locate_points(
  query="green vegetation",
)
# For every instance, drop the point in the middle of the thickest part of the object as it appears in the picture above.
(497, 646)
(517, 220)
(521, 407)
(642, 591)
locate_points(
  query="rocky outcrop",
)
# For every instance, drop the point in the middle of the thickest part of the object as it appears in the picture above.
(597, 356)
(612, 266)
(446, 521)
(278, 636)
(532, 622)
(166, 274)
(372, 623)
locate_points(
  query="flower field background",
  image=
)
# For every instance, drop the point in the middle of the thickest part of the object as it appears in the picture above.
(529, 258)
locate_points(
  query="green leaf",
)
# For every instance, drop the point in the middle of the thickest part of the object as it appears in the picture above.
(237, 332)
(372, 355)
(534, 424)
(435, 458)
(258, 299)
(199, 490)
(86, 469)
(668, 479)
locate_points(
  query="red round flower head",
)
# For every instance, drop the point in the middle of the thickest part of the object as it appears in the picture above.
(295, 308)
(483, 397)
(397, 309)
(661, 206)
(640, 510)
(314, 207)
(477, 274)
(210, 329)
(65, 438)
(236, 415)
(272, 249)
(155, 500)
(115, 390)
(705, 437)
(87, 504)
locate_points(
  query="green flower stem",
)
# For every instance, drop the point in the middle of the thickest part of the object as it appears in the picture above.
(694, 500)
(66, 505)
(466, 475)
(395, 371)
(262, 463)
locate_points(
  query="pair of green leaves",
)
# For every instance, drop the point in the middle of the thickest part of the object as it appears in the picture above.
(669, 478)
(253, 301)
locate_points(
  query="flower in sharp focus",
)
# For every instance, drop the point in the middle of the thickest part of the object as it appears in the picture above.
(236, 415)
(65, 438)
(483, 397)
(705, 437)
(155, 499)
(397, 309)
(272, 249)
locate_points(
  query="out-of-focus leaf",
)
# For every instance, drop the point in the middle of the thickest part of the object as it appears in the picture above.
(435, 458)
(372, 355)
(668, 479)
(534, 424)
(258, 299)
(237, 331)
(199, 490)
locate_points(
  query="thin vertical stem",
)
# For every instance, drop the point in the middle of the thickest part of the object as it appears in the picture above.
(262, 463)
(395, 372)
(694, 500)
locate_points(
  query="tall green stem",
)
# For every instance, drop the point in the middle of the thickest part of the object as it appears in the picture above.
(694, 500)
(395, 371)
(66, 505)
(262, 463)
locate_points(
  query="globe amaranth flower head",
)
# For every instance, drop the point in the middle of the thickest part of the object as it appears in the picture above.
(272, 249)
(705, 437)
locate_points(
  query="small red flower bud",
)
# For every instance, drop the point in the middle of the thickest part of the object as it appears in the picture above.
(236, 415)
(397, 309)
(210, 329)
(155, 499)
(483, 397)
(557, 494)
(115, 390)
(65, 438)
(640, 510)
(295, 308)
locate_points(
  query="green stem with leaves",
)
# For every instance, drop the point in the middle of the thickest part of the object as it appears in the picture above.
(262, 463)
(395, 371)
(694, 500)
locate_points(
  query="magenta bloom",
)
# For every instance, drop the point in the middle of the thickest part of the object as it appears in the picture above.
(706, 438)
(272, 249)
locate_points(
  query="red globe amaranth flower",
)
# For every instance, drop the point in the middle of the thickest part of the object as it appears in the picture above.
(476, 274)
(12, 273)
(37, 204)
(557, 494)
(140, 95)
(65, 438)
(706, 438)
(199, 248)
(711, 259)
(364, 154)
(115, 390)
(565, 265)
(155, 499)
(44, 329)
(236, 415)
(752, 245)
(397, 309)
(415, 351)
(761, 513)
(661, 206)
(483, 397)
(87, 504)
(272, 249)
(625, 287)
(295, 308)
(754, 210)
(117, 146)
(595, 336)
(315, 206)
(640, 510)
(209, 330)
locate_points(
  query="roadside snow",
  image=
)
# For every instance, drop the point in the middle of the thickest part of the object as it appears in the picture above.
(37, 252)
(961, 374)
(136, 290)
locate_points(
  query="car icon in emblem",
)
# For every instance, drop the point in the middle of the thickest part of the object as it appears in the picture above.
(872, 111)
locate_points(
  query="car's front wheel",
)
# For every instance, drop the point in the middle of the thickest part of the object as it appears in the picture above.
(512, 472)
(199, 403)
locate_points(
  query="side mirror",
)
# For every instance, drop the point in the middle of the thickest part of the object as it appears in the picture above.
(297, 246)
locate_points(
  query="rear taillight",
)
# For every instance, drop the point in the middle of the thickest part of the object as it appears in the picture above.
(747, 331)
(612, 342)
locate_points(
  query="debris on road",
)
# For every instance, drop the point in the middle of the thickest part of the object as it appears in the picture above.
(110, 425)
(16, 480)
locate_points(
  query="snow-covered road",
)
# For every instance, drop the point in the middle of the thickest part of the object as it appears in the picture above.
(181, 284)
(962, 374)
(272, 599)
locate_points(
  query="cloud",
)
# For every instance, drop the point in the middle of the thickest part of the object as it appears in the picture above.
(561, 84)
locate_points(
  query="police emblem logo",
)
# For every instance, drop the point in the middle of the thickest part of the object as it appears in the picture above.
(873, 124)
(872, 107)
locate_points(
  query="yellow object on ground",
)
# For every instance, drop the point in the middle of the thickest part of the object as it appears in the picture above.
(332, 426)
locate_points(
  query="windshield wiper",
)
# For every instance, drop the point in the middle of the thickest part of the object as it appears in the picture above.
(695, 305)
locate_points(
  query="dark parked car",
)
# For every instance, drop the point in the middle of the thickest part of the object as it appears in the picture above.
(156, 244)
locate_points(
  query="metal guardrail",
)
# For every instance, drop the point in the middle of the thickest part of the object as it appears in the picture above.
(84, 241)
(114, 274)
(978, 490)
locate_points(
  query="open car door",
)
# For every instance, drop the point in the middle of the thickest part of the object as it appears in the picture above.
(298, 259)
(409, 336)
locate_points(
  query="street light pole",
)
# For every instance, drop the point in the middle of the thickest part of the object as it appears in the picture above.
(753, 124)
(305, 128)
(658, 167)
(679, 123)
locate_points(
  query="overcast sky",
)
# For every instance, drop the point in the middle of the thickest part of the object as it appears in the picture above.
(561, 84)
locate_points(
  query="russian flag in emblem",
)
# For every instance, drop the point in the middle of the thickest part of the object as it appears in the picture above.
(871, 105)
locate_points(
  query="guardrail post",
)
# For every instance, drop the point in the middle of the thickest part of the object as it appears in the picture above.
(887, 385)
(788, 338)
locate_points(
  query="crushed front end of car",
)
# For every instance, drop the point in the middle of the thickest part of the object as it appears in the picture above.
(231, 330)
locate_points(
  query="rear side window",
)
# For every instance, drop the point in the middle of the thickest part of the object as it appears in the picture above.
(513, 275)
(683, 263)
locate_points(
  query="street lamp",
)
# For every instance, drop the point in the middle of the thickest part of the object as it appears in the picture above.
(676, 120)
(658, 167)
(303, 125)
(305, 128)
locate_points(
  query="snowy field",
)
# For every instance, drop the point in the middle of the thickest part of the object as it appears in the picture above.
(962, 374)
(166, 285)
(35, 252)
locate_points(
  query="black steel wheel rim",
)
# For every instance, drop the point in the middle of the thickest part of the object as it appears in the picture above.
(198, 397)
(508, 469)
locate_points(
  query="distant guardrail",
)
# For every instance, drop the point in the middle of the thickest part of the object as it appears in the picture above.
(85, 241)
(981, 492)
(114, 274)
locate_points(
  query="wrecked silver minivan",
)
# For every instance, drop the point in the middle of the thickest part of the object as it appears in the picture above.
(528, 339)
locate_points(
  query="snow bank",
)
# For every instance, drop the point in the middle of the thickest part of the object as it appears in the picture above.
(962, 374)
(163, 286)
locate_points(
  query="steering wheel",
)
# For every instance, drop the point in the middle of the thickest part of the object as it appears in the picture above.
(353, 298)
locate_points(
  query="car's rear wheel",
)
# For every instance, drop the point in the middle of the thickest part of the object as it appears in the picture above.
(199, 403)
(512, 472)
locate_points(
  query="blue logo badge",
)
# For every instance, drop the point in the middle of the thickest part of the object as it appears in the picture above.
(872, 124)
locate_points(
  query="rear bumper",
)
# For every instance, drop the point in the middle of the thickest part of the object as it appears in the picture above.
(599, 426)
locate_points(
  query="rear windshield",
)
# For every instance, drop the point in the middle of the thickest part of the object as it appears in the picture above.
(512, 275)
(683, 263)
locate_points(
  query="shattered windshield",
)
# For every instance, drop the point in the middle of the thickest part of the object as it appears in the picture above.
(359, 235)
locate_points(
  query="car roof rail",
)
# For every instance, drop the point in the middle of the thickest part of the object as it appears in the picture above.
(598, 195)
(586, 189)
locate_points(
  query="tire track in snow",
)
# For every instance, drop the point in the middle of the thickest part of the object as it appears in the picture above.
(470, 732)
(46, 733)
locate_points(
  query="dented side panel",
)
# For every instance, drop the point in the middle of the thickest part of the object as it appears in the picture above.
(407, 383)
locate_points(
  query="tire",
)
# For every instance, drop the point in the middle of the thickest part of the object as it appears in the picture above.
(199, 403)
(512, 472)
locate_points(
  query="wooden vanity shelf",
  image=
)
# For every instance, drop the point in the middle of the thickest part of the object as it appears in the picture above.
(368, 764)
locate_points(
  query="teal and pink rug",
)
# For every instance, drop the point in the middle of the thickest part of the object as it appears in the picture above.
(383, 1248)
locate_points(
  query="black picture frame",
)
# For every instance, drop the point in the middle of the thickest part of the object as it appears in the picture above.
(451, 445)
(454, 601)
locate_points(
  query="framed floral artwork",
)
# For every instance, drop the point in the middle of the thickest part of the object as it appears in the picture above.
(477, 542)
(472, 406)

----

• What is needed: Report every line of the data above that contains the word "windshield", and treat case as significant.

• Response for this exercise:
  query="windshield wiper",
  query="rear windshield",
  query="shattered windshield",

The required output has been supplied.